======== Rows ========
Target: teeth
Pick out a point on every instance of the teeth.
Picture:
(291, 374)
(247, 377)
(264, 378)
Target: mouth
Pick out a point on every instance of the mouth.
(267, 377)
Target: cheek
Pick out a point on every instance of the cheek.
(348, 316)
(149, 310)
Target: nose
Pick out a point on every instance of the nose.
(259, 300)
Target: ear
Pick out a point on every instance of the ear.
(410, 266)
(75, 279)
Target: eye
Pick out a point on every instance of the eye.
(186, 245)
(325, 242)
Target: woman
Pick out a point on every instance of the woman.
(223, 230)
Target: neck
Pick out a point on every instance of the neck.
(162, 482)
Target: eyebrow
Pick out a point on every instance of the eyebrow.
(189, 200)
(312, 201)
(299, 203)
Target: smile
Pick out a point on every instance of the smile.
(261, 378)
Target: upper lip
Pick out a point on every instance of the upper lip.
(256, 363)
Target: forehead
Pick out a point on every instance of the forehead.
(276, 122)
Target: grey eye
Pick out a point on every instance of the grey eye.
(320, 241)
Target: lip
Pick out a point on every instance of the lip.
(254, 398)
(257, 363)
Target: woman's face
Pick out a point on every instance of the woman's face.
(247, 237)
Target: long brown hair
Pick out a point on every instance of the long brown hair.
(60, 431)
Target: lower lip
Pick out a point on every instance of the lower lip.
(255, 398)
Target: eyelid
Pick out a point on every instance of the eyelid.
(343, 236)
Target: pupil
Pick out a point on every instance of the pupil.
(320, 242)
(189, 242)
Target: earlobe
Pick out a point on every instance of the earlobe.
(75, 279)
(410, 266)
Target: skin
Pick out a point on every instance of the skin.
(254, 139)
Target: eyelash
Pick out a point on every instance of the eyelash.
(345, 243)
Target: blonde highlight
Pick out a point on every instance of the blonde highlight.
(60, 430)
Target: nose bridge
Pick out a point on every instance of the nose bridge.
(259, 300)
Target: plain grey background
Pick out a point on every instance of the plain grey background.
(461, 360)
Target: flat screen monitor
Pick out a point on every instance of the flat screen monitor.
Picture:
========
Give again, word for word, every line from the one holding "Target: neck" to the end of the data.

= Answer =
Target: neck
Pick out a point on every instance of the neck.
(162, 482)
Target: eyebrow
Pick out a point on every instance of the eyebrow.
(189, 200)
(312, 201)
(299, 203)
Target: smile
Pick out a point on every instance of the smile.
(261, 378)
Target: upper lip
Pick out a point on every instance of the upper lip.
(256, 363)
Target: forehead
Pick out a point on every instance of the forehead.
(276, 122)
Target: grey eye
Pick out a point on every instance of the grey eye.
(320, 241)
Target: lip
Pick out a point on every instance of the lip.
(254, 398)
(257, 363)
Target: woman's face
Pick out a point on every instance of the woman's face.
(247, 237)
Target: long brown hair
Pick out a point on every instance of the long brown hair.
(60, 431)
Target: lower lip
Pick out a point on every instance of the lower lip.
(255, 398)
Target: eyelid
Pick out a point on every instance of the eyelid.
(343, 236)
Target: pupil
Pick out a point on every instance of the pupil.
(320, 242)
(189, 242)
Target: earlobe
Pick out a point on every instance of the earlobe.
(75, 279)
(410, 266)
Target: skin
Pick out a point on every instance of the skin.
(254, 139)
Target: eyelash
Pick out a point on every instance of the eyelash.
(345, 243)
Target: blonde highlight
Pick out a point on every instance of the blonde highlight.
(60, 430)
Target: nose bridge
Pick out a point on every instance of the nose bridge.
(259, 300)
Target: plain grey background
Pick out a point on every instance of the plain grey background.
(461, 360)
Target: flat screen monitor
Pick out a point on every instance of the flat screen monitor.
Picture:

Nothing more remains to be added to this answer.